** begin Supplied material **

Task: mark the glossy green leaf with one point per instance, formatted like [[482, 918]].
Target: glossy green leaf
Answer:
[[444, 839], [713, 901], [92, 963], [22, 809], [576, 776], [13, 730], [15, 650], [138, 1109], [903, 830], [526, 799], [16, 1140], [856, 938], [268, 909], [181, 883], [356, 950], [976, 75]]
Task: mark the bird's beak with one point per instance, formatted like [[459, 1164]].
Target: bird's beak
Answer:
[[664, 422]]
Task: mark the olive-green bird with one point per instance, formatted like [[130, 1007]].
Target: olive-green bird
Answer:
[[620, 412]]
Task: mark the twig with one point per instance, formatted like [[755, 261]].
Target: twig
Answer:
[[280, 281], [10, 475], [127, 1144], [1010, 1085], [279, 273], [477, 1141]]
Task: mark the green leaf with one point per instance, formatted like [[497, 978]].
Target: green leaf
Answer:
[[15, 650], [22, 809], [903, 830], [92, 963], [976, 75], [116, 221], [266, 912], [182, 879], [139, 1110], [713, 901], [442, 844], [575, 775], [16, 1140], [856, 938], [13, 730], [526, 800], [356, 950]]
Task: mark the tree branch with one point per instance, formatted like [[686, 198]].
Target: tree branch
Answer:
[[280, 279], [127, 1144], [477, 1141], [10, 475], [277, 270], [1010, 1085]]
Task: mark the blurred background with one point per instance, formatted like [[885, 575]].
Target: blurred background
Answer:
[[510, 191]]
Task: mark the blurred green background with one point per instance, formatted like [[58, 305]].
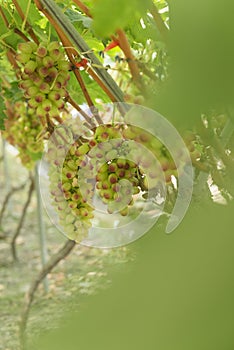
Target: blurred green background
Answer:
[[179, 292], [178, 295]]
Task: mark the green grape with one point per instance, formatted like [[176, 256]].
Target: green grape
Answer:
[[21, 130]]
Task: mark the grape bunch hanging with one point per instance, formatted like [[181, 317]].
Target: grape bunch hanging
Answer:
[[44, 78], [21, 130], [106, 163]]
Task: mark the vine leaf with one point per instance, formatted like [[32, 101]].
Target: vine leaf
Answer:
[[110, 15]]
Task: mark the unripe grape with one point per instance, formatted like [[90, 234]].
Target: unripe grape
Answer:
[[83, 149], [30, 67], [44, 88], [26, 48], [113, 178], [48, 62], [111, 155], [41, 51], [46, 105]]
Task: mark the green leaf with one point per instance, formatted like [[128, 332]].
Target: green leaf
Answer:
[[110, 15], [2, 113], [75, 16]]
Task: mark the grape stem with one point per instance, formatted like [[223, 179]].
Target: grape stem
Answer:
[[124, 46], [162, 28], [27, 25], [61, 22], [8, 197]]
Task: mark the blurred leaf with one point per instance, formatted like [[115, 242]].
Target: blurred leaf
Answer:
[[110, 15]]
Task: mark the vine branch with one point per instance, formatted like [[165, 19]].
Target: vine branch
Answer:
[[27, 25], [162, 28], [48, 267], [21, 221]]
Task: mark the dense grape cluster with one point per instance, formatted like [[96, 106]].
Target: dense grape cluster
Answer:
[[117, 164], [44, 77], [21, 130]]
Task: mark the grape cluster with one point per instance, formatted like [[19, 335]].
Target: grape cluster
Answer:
[[164, 162], [75, 213], [44, 77], [117, 164], [21, 130]]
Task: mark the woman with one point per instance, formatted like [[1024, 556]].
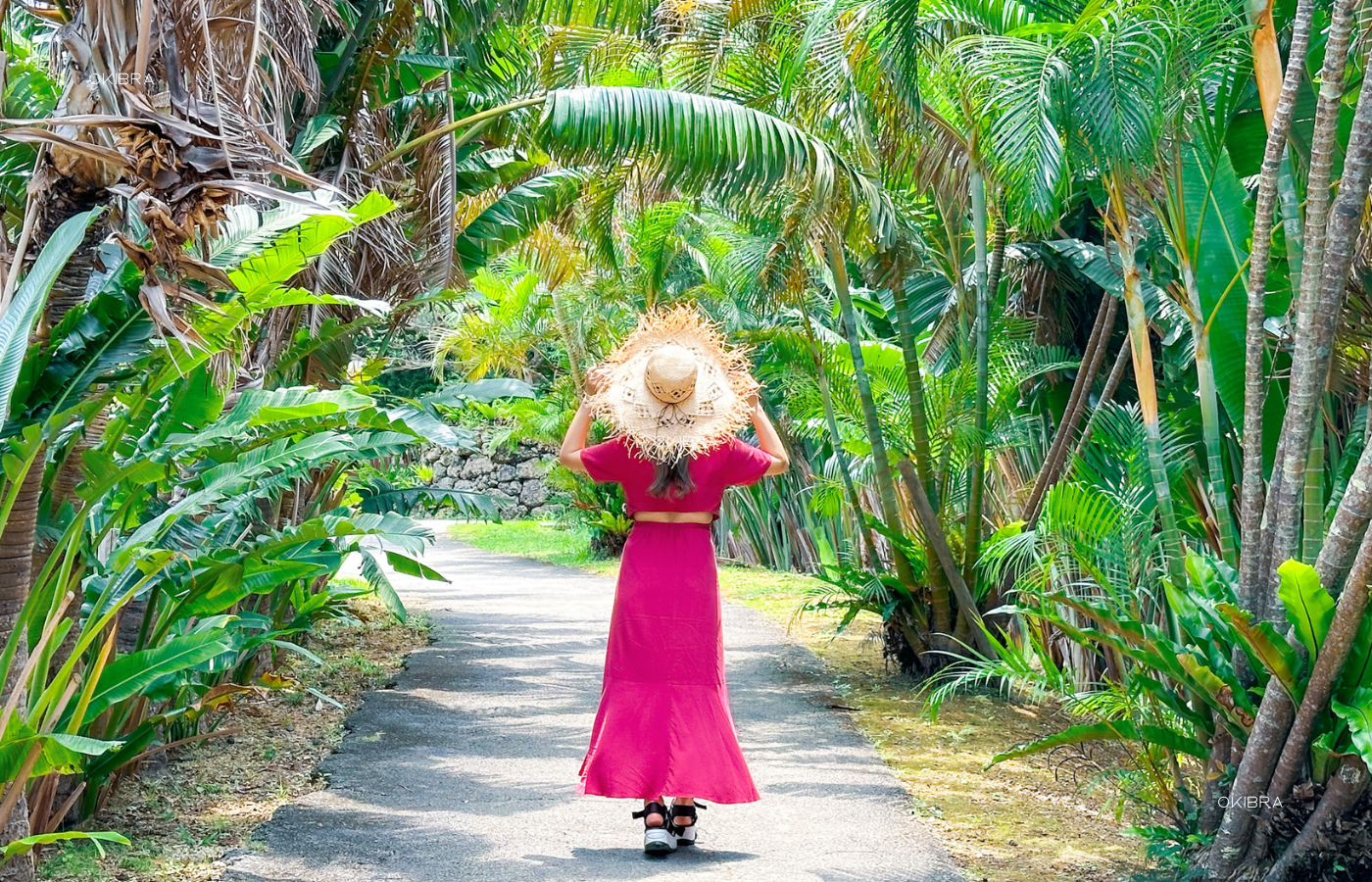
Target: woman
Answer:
[[675, 397]]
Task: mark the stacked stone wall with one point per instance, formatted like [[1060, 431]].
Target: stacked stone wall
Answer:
[[514, 476]]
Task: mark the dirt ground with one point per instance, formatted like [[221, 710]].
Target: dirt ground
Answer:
[[208, 797]]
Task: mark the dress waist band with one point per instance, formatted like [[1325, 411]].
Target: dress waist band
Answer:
[[675, 517]]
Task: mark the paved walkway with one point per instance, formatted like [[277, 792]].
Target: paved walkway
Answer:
[[466, 769]]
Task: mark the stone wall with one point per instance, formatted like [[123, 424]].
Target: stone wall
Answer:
[[514, 477]]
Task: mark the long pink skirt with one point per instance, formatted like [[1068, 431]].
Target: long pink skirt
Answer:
[[662, 726]]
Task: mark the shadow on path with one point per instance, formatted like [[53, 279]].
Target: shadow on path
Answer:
[[466, 769]]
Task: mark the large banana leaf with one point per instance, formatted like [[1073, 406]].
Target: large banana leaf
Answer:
[[1357, 669], [1094, 263], [1265, 648], [1115, 730], [1307, 605], [1357, 713], [132, 673], [1218, 225], [706, 144], [20, 315]]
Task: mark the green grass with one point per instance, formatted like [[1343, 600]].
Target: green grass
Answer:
[[539, 541], [770, 591], [1014, 823]]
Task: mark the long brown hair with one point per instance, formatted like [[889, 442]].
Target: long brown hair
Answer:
[[671, 479]]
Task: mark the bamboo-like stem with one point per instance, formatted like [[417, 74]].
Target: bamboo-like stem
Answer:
[[1312, 520], [1276, 710], [881, 463], [1251, 594], [940, 603], [1141, 350], [1316, 312], [1106, 394], [453, 126], [981, 352], [1087, 370], [840, 454], [1328, 665], [929, 521]]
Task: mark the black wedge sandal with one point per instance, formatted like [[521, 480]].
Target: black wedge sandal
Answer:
[[685, 833], [658, 840]]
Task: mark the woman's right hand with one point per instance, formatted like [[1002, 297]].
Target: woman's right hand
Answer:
[[594, 379]]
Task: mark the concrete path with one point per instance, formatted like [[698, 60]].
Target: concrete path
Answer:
[[466, 769]]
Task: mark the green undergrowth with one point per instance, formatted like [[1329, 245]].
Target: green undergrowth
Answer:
[[1022, 820]]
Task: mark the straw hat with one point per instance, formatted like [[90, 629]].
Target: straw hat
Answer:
[[672, 387]]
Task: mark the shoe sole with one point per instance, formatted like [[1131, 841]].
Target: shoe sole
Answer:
[[658, 841]]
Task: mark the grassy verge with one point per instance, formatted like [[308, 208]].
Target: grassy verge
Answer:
[[1024, 820], [209, 796]]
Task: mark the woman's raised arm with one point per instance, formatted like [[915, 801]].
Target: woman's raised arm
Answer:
[[575, 441], [768, 441]]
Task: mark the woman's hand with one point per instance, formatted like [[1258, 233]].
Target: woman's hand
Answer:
[[594, 379]]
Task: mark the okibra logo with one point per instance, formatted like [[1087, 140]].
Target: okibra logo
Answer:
[[1250, 802]]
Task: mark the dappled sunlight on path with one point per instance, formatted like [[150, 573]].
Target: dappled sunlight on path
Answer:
[[466, 769]]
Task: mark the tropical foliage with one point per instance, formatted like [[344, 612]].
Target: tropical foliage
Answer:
[[1076, 373]]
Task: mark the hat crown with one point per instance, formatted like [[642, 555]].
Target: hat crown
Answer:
[[669, 373]]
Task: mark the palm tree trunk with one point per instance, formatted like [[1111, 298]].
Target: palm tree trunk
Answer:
[[840, 456], [1251, 590], [1087, 370], [929, 521], [1348, 527], [1334, 653], [1276, 710], [940, 601], [1106, 394], [981, 336], [1312, 520], [1321, 295], [881, 463], [16, 577], [1266, 69], [1142, 353]]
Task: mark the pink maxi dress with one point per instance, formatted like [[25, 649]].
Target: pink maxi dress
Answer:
[[664, 726]]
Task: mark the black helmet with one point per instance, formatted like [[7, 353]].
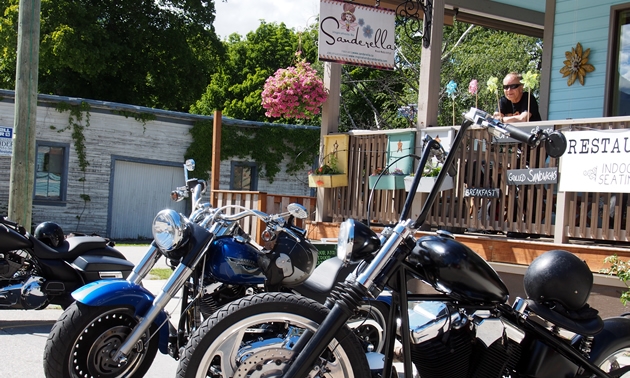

** end Supplied material **

Aim: Retype the items from the start through the line containing "[[510, 191]]", both ends included, keeping every line exactly the same.

Written solution:
Task: mark the glossy green leaf with one point per instance, formatted like [[482, 918]].
Target: glossy green leaf
Answer:
[[444, 839], [713, 901], [92, 963], [22, 809], [576, 776], [13, 730], [15, 650], [138, 1109], [903, 830], [526, 799], [16, 1140], [856, 938], [268, 909], [181, 883], [356, 950], [976, 75]]
Task: mark the bird's beak with one point per instance, formatted like [[459, 1164]].
Target: bird's beak
Answer:
[[664, 422]]
Task: mark the olive-green bird with one point per instance, formatted like [[130, 1007]].
Target: olive-green bird
Answer:
[[620, 412]]
Task: mark the twig with one point per instance, formatted like [[755, 261]].
Target: twig
Answer:
[[280, 281], [10, 475], [127, 1144], [1010, 1085], [279, 273], [477, 1141]]
Task: mark the green leaf with one point per instance, formatted like [[497, 978]].
Target: green leaf
Answer:
[[15, 650], [22, 809], [903, 830], [92, 963], [976, 75], [116, 221], [266, 912], [182, 879], [139, 1110], [713, 901], [442, 844], [575, 775], [16, 1140], [856, 938], [13, 730], [526, 800], [356, 950]]
Task: mark the tree branch with one point per instance, formatted like [[686, 198]].
Target: tree branch
Answer:
[[280, 279], [127, 1144], [477, 1141], [10, 475], [277, 270], [1010, 1085]]
Task: mark the blurred background with one point per instance, formatted like [[885, 575]].
Target: blurred background
Answer:
[[510, 191]]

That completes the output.